*Goal:*
Would it be possible to quote, exactly and in full, the lines from the one with "target | dirt track" through the end of the entries below?

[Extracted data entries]

╭──

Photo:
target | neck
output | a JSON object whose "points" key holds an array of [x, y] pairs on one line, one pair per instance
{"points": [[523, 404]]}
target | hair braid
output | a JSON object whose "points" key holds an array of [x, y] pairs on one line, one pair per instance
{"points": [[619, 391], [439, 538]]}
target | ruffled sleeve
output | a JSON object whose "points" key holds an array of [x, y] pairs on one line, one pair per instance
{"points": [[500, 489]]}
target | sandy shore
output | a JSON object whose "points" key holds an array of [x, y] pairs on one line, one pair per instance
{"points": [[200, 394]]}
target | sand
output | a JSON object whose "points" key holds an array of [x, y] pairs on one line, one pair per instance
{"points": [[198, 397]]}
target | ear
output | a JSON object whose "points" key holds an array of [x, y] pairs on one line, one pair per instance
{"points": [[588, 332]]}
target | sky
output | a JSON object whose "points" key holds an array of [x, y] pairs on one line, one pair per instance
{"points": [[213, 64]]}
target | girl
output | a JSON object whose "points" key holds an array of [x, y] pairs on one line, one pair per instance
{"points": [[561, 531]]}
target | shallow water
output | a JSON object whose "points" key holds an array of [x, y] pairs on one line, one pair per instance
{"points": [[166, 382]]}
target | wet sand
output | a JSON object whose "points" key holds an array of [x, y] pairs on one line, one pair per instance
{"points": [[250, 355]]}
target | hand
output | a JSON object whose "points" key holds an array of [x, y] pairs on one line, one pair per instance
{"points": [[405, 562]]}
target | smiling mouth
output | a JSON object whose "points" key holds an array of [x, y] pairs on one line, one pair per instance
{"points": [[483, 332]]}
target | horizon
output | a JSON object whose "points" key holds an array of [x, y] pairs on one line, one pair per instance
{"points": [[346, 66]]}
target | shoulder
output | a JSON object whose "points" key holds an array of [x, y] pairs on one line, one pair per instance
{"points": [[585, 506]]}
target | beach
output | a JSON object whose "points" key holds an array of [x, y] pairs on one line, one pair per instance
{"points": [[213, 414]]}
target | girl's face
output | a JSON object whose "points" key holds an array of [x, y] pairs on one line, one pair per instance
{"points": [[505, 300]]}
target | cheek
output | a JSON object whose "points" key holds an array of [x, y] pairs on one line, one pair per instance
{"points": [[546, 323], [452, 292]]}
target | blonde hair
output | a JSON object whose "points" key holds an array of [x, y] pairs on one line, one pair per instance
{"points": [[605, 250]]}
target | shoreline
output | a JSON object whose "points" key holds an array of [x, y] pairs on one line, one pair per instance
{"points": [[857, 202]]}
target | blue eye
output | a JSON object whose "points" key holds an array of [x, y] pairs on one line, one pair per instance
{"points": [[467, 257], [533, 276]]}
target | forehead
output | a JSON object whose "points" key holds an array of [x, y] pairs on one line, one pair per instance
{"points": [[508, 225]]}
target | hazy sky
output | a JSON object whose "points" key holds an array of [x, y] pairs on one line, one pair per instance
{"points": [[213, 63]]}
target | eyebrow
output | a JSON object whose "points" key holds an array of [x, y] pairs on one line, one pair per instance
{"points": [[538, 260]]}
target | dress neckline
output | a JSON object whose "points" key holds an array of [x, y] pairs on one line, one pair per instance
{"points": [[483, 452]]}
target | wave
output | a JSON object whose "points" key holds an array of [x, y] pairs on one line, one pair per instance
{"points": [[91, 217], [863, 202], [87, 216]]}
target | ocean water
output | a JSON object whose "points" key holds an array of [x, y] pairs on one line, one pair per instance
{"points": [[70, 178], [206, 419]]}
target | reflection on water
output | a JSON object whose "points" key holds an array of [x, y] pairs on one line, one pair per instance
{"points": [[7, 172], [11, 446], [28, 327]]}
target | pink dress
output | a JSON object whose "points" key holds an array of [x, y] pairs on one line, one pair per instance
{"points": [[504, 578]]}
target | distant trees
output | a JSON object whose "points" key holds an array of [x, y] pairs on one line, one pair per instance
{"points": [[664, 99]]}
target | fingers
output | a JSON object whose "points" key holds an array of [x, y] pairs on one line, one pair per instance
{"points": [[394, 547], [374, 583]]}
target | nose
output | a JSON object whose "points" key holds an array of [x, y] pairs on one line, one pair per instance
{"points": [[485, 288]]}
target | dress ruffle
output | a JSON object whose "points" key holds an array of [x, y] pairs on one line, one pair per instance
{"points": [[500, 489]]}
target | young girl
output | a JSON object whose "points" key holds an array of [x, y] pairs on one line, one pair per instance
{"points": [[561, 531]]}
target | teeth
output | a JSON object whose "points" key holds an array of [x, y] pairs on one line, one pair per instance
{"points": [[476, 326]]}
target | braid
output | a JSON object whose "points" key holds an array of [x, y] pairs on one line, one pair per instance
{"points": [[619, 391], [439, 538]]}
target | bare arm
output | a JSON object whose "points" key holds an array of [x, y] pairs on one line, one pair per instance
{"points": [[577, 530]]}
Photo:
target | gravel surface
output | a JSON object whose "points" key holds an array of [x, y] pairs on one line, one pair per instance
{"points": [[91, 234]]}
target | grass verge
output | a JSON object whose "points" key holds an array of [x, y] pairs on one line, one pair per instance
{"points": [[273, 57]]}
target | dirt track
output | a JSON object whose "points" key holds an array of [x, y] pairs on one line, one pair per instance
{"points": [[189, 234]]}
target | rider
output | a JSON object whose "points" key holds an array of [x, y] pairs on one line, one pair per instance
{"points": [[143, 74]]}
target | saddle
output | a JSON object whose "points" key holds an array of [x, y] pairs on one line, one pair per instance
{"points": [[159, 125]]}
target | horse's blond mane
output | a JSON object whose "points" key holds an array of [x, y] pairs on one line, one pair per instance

╰──

*Answer to this exercise:*
target | dirt track
output | a JSON object whose "points" key holds an array of [x, y] pairs on one line, one pair per instance
{"points": [[189, 234]]}
target | rider
output | a JSON object whose "points" key holds an array of [x, y] pairs on one line, one pair per instance
{"points": [[143, 74]]}
target | saddle
output | a JSON object whose "points" key holds an array of [x, y] pairs on one line, one pair per instance
{"points": [[159, 125]]}
target | horse's blond mane
output | a JSON object whose "points" key holds an array of [x, y] pairs on one line, one pair per instance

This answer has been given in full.